Rewrite the rows, from the first line up to and including the line with "(1026, 665)", as a Markdown table with the columns No and Entry. Number each line in No, put the line itself in Entry, and skip blank lines.

### Records to process
<<<<
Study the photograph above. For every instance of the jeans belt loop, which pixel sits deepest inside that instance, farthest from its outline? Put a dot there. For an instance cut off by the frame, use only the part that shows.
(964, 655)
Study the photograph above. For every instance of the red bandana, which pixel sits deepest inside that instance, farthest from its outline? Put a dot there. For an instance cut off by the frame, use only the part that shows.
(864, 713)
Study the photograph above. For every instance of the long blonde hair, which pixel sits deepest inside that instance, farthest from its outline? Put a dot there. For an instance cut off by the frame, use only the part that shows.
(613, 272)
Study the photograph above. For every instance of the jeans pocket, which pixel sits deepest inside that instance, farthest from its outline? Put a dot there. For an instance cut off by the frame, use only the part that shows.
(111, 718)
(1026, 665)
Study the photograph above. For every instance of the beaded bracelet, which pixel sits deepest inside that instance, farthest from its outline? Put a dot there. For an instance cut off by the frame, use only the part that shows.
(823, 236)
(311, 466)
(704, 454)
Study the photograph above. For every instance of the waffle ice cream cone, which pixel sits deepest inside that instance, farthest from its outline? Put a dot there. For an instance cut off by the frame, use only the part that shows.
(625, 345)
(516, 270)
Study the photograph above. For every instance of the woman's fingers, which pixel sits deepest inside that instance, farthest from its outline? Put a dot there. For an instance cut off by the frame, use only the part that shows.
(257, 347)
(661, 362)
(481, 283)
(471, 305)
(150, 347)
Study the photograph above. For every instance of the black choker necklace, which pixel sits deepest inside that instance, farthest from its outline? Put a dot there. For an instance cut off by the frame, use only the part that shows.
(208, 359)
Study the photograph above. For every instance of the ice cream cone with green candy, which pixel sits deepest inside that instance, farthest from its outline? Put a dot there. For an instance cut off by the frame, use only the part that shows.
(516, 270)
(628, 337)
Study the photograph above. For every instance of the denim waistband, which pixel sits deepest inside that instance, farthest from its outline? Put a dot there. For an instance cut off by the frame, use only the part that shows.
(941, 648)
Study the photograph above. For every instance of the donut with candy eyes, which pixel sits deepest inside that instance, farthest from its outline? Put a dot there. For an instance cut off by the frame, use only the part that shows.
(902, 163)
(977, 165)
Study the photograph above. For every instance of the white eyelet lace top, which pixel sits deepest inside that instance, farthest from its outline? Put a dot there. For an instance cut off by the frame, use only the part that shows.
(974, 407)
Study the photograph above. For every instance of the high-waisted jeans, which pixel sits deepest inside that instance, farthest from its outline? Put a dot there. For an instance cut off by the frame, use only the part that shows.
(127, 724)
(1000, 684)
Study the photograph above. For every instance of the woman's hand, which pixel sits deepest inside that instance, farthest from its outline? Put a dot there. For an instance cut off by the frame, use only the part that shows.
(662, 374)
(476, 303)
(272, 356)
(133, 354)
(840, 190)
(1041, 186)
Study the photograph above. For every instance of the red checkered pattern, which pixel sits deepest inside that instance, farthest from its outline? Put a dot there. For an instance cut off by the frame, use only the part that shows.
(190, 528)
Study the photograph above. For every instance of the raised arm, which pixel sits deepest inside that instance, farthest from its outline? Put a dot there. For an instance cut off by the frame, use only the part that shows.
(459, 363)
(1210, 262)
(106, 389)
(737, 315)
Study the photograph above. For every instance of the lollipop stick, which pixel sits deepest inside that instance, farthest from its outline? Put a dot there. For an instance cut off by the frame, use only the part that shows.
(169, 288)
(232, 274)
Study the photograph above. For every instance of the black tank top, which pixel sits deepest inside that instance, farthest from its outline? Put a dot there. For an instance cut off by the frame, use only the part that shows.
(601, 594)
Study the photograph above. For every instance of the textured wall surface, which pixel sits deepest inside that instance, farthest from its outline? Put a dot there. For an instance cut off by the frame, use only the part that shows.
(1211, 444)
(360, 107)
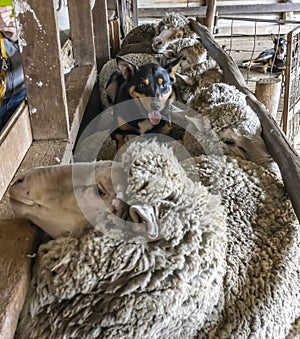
>>>>
### Exercise solution
| No | Entry |
|---|---|
| 1 | Study the photograph above. For every instance of the jeans belt loop, which pixel sits deepest inside that instance, farthest from its outline? Put a dot there. For an instance cut off by the frame, use only the part that shows. |
| 2 | (964, 655) |
| 3 | Study the photograph above. For every instance of the red bandana, which pixel sits deepest inside that instance, farthest from its outline? Put a dot there. For an instance cut off by the frame, use only the part that shows. |
| 4 | (864, 713) |
| 5 | Study the photograph above. For every instance of the long blonde hair, which pixel sits deepest inside that instance, farthest from its outline? Put a dot there. For an instance cut off by the frame, use only the part that shows. |
| 6 | (613, 272) |
| 7 | Study the photograph above. For every instance of the jeans pocket, which pixel sits deepest inside that instance, farthest from its outline? Put a dot there. For an instance cut off by the frame, use only the part that shows. |
| 8 | (111, 718) |
| 9 | (1026, 665) |